■ Extrait du document

________________________________________

Blogue sur la recherche et la coopération internationale

Logo

Un des plus beaux souvenirs

mardi 8 avril 2014

Pour finaliser cette série de cinq textes de la meilleure des façons, je dois faire preuve d’un grand discernement : trouver le bon moment, ce moment, cette séquence événementielle qui synthétiserait le mieux toute la superbe de l’expérience bangladeshie.

Ce n’est cependant pas si difficile ! Je sais, je connais ce moment fort, clé, duquel il aurait fallu être fou pour vouloir sortir, duquel chaque seconde pourrait avoir le statut d’inoubliable souvenir, duquel, je l’espère, s’inspireront certains de mes éventuels lecteurs dans leur prochaine visite des terres du Bengale.

Ils scanderont haut et fort qu’il ne faut pas rester à Dhaka ! Ils ont terriblement raison. Elle n’est ni horrible, ni horrifique, mais elle a tout pour répugner ! Si j’ai pu développer un profond et complexe amour pour cette cité, certains en furent terrifiés au point de ne plus vouloir y revenir. Dhaka, c’est l’art de vivre à l’état pur, c’est une superbe, fine et raffinée sculpture de marbre blanc, qui siège au sommet d’un pic que le tumulte et les intempéries n’épargnent jamais. Pour toucher le galbe exquis de cette sculpture originelle, il faut savoir s’adapter, il faut savoir broncher sans tomber ; Dhaka, c’est une beauté qui fait mal.

La campagne, le countryside, à certains égards est très similaire à Dhaka. On y observe le même genre de situation qui peut parfois rendre la capitale désagréable, mais à plus petite échelle. Il est cependant assuré que l’expérience qu’on y vit est fort différente et, somme toute, plus agréable, plus relaxante, moins...troublante, sous certains égards.

Le moment qui synthétise le mieux mon expérience bangladeshie n’est donc pas à Dhaka, mais bine dans le sud du pays, à Munshiganjj, un petit village bordé par l’épique et unique forêt des Sundarbans.

En regagnant le Canada, j’ai quitté un univers parallèle dans lequel j’ai fait un effortt d’adaptation sans précédent ; en regagnant le Canada, j’ai redécouvert le monde qui m’a toujours hébergé et ne peu de temps, mon attitude bangladeshie s’est estompée. C’est insensé : elle ne peut survivre ici mais je sais, je suis persuadé qu’elle regagnerait l’empire de mes sens en quelques secondes, quand je retourne au Desh maintenant ou dans cinquante ans. Du Canada, on dirait que l’expérience bangladeshie (pour un Canadien) ne peut, ou presque, survivre ; c’est que le Bangladesh n’apparait que difficilement comme un prolongement de notre monde, de notre expérience sensible ; c’est un autre monde, une autre expérience.

________________________________________

■ Données fournies
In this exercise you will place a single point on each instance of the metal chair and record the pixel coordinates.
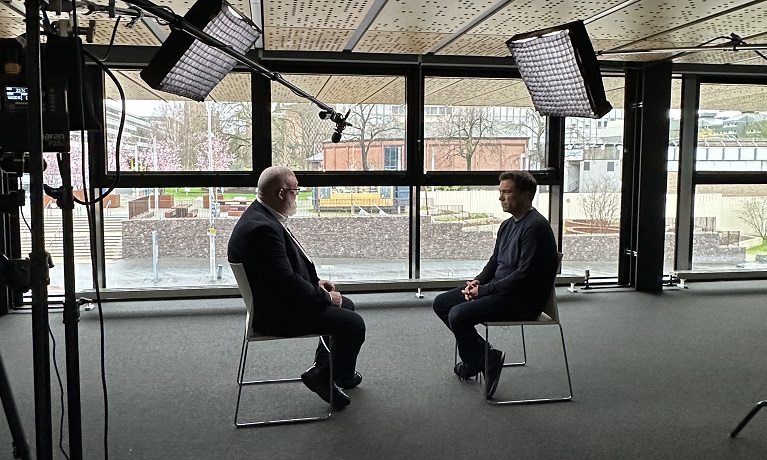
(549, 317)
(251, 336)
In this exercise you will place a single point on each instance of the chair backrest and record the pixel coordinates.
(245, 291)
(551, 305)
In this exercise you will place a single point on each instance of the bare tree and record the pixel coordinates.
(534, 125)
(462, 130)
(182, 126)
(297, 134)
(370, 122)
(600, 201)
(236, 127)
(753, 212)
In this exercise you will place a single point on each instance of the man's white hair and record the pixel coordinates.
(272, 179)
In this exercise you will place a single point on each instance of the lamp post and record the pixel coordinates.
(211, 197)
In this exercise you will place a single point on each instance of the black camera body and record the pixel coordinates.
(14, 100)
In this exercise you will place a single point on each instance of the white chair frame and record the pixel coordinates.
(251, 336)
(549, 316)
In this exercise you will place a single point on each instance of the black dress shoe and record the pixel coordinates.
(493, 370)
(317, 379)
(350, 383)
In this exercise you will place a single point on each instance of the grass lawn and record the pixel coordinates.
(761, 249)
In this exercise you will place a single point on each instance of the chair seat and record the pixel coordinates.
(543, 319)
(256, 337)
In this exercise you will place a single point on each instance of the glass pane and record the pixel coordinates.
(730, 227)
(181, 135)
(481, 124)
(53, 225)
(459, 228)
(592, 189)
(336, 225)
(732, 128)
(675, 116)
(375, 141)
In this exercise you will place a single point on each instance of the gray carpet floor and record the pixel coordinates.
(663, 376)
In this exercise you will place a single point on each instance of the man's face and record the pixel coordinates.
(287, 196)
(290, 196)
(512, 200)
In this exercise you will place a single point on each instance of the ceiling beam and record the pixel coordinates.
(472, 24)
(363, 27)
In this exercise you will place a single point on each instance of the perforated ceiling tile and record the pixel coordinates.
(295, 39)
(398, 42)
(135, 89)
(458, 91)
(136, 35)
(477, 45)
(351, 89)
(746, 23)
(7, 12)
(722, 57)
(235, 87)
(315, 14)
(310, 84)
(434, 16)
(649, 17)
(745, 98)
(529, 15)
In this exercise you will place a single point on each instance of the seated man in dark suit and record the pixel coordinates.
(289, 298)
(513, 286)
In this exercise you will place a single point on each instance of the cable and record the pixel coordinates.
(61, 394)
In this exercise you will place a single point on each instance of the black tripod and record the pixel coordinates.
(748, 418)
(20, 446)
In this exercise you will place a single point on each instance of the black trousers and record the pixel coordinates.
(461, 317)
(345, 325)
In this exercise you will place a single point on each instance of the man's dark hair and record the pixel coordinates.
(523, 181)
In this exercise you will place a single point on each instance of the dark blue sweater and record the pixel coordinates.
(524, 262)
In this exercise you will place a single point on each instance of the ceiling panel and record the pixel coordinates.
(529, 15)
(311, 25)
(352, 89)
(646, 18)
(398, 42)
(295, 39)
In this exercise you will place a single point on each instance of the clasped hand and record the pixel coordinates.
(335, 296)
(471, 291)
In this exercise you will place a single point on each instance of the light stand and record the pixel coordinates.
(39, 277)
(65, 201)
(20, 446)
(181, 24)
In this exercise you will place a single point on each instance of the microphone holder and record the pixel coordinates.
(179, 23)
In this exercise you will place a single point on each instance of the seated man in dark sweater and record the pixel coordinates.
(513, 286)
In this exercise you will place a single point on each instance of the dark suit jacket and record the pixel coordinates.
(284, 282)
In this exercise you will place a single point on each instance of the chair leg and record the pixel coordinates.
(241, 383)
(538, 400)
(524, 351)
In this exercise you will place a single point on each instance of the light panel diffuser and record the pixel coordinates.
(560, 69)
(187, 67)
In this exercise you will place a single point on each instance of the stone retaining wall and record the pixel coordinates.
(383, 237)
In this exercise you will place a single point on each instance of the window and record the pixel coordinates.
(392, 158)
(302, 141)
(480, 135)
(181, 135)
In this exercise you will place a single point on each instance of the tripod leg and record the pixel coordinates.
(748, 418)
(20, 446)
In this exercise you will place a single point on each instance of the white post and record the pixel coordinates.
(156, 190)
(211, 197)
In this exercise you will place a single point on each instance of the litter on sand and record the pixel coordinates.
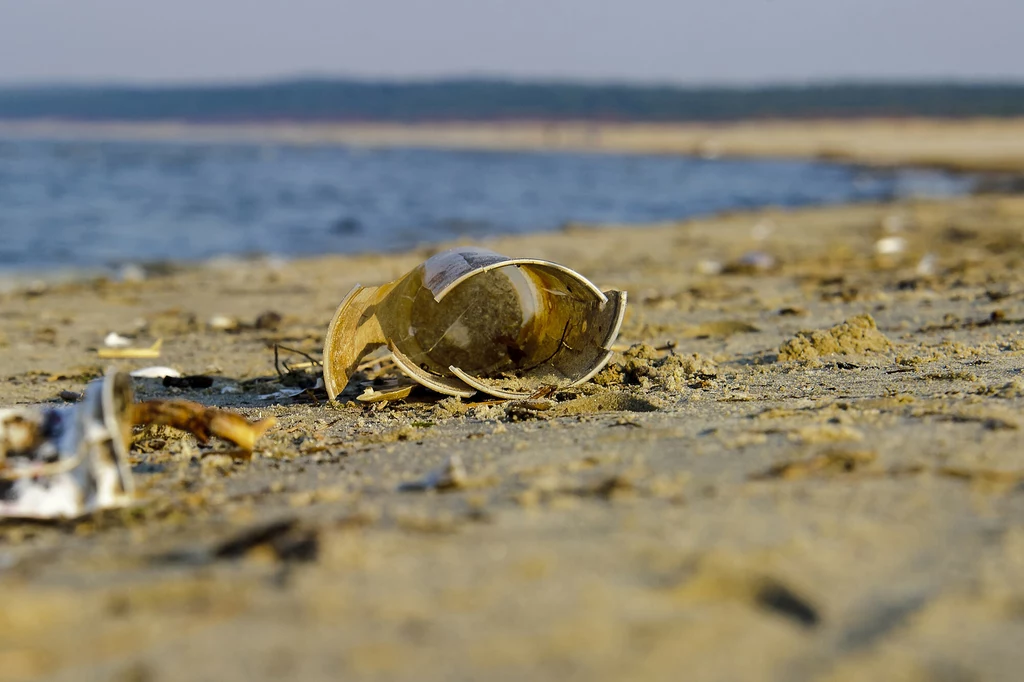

________________________________________

■ Consignes
**1)** D'après le billet, combien de textes compte la série que ce billet vient finaliser ?
**2)** Indiquez si chacun des énoncés suivants concorde avec le billet, en justifiant par une citation exacte : (a) l'auteur a développé un amour profond pour Dhaka ; (b) la campagne est présentée comme moins agréable que Dhaka ; (c) le billet est daté d'un lundi.
La liste qui précède constitue un matériau à part, indépendant du billet.

■ Réponses
**1)** Cinq textes.

**2)**
(a) Oui : « j’ai pu développer un profond et complexe amour pour cette cité ».
(b) Non : « plus agréable, plus relaxante ».
(c) Non : « mardi 8 avril 2014 ».